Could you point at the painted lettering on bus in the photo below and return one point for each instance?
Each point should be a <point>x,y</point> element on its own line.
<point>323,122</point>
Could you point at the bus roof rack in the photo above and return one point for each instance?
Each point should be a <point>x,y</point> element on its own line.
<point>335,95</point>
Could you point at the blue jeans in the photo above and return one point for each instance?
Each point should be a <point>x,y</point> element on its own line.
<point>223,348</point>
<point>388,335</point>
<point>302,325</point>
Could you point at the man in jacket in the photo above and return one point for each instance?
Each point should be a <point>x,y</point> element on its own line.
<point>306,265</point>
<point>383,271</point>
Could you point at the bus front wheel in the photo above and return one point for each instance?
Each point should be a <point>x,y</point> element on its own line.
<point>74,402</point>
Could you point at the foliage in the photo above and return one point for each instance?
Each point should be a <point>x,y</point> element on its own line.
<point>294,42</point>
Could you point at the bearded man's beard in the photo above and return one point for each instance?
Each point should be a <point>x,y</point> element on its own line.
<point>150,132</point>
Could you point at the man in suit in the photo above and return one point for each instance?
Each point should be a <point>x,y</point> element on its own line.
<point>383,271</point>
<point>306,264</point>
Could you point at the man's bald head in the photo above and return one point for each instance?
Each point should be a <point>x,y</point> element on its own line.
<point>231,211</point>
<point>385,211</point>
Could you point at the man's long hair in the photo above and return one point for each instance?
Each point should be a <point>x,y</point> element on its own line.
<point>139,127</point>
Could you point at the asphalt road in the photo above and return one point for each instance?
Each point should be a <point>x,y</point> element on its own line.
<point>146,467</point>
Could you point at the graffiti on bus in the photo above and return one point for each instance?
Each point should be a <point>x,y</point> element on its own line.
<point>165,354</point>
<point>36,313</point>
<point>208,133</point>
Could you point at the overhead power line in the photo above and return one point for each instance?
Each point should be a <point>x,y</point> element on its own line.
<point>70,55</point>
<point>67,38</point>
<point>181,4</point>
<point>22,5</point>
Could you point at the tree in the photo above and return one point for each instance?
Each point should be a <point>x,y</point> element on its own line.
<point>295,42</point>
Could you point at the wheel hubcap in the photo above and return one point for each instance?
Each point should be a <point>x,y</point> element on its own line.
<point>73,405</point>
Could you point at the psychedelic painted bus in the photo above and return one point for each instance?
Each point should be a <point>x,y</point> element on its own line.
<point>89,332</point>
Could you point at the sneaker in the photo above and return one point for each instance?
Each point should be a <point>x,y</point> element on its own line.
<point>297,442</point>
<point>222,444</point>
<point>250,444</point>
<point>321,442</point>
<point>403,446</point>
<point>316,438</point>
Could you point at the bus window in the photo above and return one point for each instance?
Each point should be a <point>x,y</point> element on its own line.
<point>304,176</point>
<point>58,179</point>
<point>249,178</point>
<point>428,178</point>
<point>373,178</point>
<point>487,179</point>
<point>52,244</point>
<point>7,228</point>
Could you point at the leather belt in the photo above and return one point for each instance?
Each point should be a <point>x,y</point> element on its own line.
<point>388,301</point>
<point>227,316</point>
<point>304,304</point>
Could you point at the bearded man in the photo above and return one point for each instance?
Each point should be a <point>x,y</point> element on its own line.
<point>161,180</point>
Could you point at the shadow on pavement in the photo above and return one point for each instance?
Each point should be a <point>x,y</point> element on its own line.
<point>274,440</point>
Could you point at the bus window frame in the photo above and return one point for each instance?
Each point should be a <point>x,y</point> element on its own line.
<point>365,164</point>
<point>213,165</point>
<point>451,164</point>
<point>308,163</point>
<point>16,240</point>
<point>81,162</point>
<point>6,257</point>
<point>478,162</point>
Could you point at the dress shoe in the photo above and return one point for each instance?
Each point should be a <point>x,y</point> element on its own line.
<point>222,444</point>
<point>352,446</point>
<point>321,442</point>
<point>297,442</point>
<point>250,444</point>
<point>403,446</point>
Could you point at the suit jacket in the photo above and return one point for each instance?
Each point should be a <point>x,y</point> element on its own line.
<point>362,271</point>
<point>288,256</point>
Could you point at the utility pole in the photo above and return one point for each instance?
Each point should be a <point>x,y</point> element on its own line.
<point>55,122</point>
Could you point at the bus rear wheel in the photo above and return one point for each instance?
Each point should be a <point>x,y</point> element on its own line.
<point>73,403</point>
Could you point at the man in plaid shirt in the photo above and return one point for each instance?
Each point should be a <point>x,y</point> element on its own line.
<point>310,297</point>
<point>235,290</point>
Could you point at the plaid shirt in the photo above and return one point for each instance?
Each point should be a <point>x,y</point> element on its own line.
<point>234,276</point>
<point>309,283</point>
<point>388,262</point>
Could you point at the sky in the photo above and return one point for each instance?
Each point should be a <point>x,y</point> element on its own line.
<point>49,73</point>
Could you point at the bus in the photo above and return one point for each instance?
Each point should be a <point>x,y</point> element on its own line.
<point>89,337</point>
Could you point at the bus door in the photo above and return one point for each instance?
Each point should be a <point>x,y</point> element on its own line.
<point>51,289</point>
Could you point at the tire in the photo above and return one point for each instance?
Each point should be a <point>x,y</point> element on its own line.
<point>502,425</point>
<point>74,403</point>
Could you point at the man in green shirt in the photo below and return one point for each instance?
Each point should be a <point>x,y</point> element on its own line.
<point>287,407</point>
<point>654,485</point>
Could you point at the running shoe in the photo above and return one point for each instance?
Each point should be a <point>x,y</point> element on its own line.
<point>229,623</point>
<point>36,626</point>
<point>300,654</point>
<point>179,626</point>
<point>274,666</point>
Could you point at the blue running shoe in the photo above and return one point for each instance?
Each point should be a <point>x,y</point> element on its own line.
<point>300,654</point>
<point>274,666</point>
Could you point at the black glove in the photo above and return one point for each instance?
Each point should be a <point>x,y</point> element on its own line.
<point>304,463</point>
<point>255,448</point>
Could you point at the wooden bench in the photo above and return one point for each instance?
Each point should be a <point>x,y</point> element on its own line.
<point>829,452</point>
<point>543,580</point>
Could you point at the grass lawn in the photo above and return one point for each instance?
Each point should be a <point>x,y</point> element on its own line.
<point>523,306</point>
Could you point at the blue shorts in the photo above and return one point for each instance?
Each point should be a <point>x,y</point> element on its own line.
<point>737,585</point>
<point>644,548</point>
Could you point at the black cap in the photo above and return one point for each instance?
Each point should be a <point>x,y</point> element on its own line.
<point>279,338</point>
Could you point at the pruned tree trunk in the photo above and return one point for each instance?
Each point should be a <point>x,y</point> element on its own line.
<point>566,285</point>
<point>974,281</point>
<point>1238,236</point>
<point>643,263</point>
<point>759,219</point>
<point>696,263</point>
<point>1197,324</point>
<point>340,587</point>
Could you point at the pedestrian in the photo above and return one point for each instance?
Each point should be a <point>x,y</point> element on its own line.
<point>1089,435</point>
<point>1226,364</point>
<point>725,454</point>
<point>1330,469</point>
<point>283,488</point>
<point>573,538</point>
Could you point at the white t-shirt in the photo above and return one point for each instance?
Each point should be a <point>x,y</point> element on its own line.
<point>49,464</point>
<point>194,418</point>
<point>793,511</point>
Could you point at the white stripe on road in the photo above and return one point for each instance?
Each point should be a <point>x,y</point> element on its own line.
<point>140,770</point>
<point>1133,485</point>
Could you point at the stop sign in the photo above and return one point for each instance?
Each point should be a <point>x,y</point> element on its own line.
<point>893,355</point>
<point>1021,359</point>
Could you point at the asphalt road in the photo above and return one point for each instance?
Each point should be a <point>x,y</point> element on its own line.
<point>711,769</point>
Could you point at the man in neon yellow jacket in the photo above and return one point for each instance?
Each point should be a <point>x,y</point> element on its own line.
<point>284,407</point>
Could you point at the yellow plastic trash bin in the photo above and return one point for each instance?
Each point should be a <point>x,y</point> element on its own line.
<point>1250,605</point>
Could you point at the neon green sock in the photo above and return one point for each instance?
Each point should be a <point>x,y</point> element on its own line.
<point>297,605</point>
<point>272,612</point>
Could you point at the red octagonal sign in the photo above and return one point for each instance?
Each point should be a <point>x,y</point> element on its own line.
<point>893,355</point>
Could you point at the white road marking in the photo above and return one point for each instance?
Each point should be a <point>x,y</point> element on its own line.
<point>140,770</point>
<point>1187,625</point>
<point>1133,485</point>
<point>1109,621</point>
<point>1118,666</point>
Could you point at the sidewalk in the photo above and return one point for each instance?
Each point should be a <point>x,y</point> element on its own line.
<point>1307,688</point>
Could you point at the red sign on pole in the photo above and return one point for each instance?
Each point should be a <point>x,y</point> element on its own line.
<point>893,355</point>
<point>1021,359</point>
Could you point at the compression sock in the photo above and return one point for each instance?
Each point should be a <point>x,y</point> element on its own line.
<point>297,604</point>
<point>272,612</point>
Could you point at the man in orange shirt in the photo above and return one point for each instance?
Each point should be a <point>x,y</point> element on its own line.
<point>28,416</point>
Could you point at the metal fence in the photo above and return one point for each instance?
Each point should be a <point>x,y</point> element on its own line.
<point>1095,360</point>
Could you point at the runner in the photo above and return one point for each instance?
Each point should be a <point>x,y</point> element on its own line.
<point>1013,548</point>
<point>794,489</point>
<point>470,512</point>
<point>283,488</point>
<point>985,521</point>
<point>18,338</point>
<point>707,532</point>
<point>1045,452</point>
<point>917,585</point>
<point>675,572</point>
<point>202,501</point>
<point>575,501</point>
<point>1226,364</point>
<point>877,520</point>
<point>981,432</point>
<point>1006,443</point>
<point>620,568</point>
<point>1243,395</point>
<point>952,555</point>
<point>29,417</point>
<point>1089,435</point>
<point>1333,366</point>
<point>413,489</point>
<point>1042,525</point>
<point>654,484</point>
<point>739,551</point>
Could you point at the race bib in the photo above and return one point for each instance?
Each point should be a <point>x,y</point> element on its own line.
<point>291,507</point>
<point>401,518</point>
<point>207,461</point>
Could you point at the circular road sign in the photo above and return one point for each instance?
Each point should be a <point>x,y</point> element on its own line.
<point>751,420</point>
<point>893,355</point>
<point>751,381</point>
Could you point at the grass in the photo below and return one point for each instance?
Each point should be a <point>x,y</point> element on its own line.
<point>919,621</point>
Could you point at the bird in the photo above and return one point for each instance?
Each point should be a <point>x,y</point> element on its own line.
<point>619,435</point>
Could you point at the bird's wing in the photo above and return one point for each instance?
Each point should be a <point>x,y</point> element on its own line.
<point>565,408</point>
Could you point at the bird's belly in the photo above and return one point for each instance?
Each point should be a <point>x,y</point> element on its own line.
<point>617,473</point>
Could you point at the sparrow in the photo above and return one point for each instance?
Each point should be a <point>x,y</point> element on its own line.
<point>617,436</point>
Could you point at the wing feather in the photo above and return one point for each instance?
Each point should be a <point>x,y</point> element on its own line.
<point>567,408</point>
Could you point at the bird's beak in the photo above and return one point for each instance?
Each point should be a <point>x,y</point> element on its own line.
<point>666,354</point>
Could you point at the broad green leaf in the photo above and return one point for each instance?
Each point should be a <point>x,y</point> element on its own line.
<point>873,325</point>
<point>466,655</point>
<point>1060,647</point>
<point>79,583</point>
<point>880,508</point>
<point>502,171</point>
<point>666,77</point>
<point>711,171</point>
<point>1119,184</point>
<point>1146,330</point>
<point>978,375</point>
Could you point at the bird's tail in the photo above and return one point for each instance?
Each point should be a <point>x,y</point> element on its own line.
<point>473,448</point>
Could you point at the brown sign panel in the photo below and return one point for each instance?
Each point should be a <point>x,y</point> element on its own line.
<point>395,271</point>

[WHAT IS EXPECTED] Update the material from the line with "Could you point at the bus window frame" to the line with "<point>235,290</point>" by changing "dress shoe" to "leather shoe", keeping everything else the same.

[RESULT]
Could you point at the bus window frame in the photo above and return one point for each instance?
Each point should be a <point>x,y</point> element on its own line.
<point>365,164</point>
<point>213,165</point>
<point>451,164</point>
<point>308,163</point>
<point>16,240</point>
<point>81,162</point>
<point>6,257</point>
<point>478,162</point>
Could you point at the leather shoe in the photo above and return one point for each instance?
Each point should be a <point>x,y</point> element on its own line.
<point>222,444</point>
<point>352,446</point>
<point>321,442</point>
<point>297,442</point>
<point>250,444</point>
<point>403,446</point>
Could you point at the suit jacket in the photo above and return one point for each instance?
Each point should be a <point>x,y</point> element on its own line.
<point>362,271</point>
<point>288,256</point>
Could you point at the utility pole in the photo above and return one point for each instance?
Each point should be a <point>x,y</point> element on its own line.
<point>55,122</point>
Could you point at the bus rear wheel in the photo above and return one point for each instance?
Each point should be a <point>x,y</point> element on its own line.
<point>73,403</point>
Could you point at the man in plaid shirt in the photo above and return one point for each instance?
Each point should be a <point>x,y</point> element on its own line.
<point>310,297</point>
<point>235,290</point>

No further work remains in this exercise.